- _Blocco di testo_
________________________

Si ricorda preliminarmente che la imputazione di cui il ricorrente era stato chiamato a rispondere in giudizio era quella di tentato omicidio plurimo.

Nel condannarlo, all’esito del giudizio di primo grado, il Tribunale di Nocera Inferiore aveva riqualificato il fatto in quello di lesioni volontarie aggravate plurime, non ritenendo sussistente il dolo omicidiario.

La sentenza era stata appellata dalla sola difesa dell’imputato, con tre motivi di appello, il primo teso ad ottenere la esclusione della responsabilità per il riconoscimento della legittima difesa, il secondo finalizzato ad ottenere il riconoscimento dell’eccesso colposo nella legittima difesa, il terzo dedicato alla quantificazione in concreto della pena. Il pubblico ministero non aveva presentato appello.

Nel respingere in toto l’appello dell’imputato, e nel confermare quindi il giudizio di responsabilità a suo carico, la Corte d’appello di Salerno aveva riqualificato il fatto in quello di tentato omicidio plurimo, originariamente contestato, ferma restando la pena inflitta in concreto dal giudice di primo grado.

________________________

- _Materiale_
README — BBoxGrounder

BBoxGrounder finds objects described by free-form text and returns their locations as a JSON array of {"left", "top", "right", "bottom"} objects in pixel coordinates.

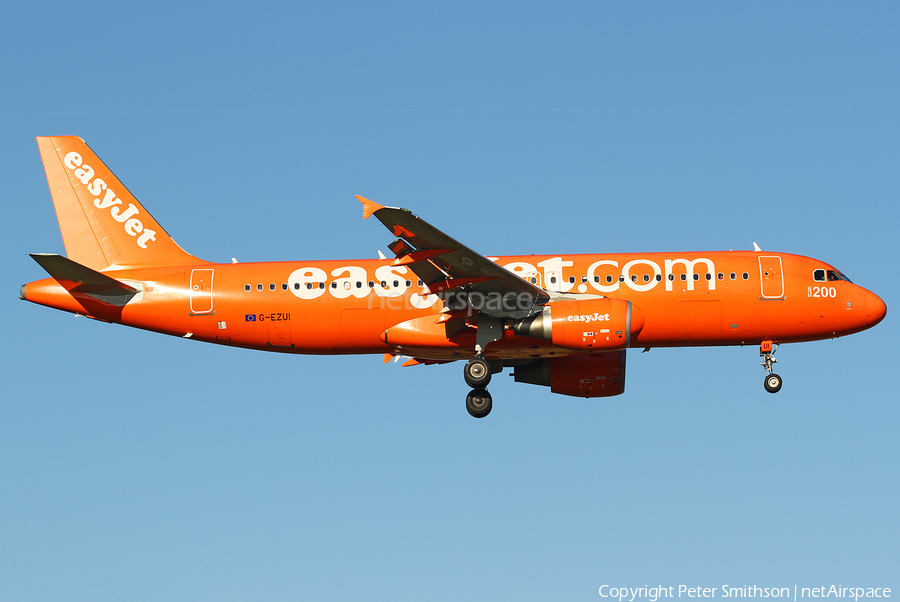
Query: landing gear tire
[
  {"left": 763, "top": 374, "right": 781, "bottom": 393},
  {"left": 466, "top": 389, "right": 492, "bottom": 418},
  {"left": 463, "top": 357, "right": 491, "bottom": 390}
]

________________________

- _Consegna esercizio_
Dal testo sul processo per tentato omicidio plurimo, estrai parola per parola il passo che parte da "Nel respingere in" e prosegue fino a "di primo grado.".

- _Soluzione_
Nel respingere in toto l’appello dell’imputato, e nel confermare quindi il giudizio di responsabilità a suo carico, la Corte d’appello di Salerno aveva riqualificato il fatto in quello di tentato omicidio plurimo, originariamente contestato, ferma restando la pena inflitta in concreto dal giudice di primo grado.